Namun pada kenyataanya hampir keseluruhan kaki gunung penanggungan saat ini telah gundul dan beralih fungsi sebagai area pertambangan ( galian C). Sementara pihak penambang sendiri, tidak begitu peduli dengan upaya reklamasi sebagai suatu kewajiban atas area yang telah selesai ditambangnya,” ungkapnya.
Bagaimana tidak terjadi, tumbangnya beberapa pohon dan rumpun bambu, akibat derasnya terjangan air dari hulu. Akhirnya pohon dan rumpun bambu tak dapat menahan air dan kemudian terbawa arus air hingga menyumbat sungai yang ada di hilir.
Jadi menurut pendapat saya, saatnya Pemkab Pasuruan kembali mengkaji ulang kebijakan pemberian rekomendasi pada perusahaan pertambangan (galian C).
Seperti diketahui bahwa pajak pertambangan (galian C) di Kabupaten Pasuruan setiap tahunnya hanya sebesar Rp.17milyar. Uang tersebut tidak cukup untuk membangun infrastruktur jalan sepanjang kurang lebih 10km,belum lagi kebocoran pajak atas galian c tanpa ijin alias ilegal.

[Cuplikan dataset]

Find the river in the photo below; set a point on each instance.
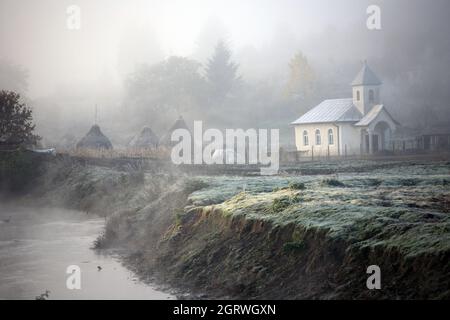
(38, 245)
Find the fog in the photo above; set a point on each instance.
(71, 73)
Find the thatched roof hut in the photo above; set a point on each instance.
(145, 139)
(166, 139)
(94, 139)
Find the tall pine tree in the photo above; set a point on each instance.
(221, 72)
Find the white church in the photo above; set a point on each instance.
(354, 126)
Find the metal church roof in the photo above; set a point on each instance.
(335, 110)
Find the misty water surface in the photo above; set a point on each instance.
(37, 245)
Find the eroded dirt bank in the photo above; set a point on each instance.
(284, 237)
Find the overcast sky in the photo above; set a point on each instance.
(115, 35)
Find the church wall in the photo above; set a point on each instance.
(350, 139)
(322, 150)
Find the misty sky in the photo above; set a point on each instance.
(115, 35)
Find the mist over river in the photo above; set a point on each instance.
(37, 246)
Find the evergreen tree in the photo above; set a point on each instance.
(16, 121)
(221, 72)
(301, 78)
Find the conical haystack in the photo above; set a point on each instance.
(166, 139)
(145, 139)
(94, 139)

▶ _Soal 1_:
Tuliskan ulang kata demi kata bagian teks tentang pertambangan galian C, mulai dari "Namun pada kenyataanya" dan berakhir pada "pertambangan (galian C).".
▶ _Soal 2_:
Ringkaslah teks tentang pertambangan galian C dalam tiga kalimat.

▶ _Jawaban Akhir 1_:
Namun pada kenyataanya hampir keseluruhan kaki gunung penanggungan saat ini telah gundul dan beralih fungsi sebagai area pertambangan ( galian C). Sementara pihak penambang sendiri, tidak begitu peduli dengan upaya reklamasi sebagai suatu kewajiban atas area yang telah selesai ditambangnya,” ungkapnya.
Bagaimana tidak terjadi, tumbangnya beberapa pohon dan rumpun bambu, akibat derasnya terjangan air dari hulu. Akhirnya pohon dan rumpun bambu tak dapat menahan air dan kemudian terbawa arus air hingga menyumbat sungai yang ada di hilir.
Jadi menurut pendapat saya, saatnya Pemkab Pasuruan kembali mengkaji ulang kebijakan pemberian rekomendasi pada perusahaan pertambangan (galian C).

▶ _Jawaban Akhir 2_:
Kaki Gunung Penanggungan kini hampir seluruhnya gundul dan beralih fungsi menjadi area pertambangan galian C, sementara pihak penambang kurang peduli pada kewajiban reklamasi. Pohon dan rumpun bambu yang tumbang diterjang derasnya air dari hulu terbawa arus hingga menyumbat sungai di hilir. Pemkab Pasuruan dinilai perlu mengkaji ulang kebijakan pemberian rekomendasi bagi perusahaan galian C, dan pajak galian C yang hanya Rp17 miliar per tahun tidak cukup untuk membangun jalan sepanjang kurang lebih 10 km.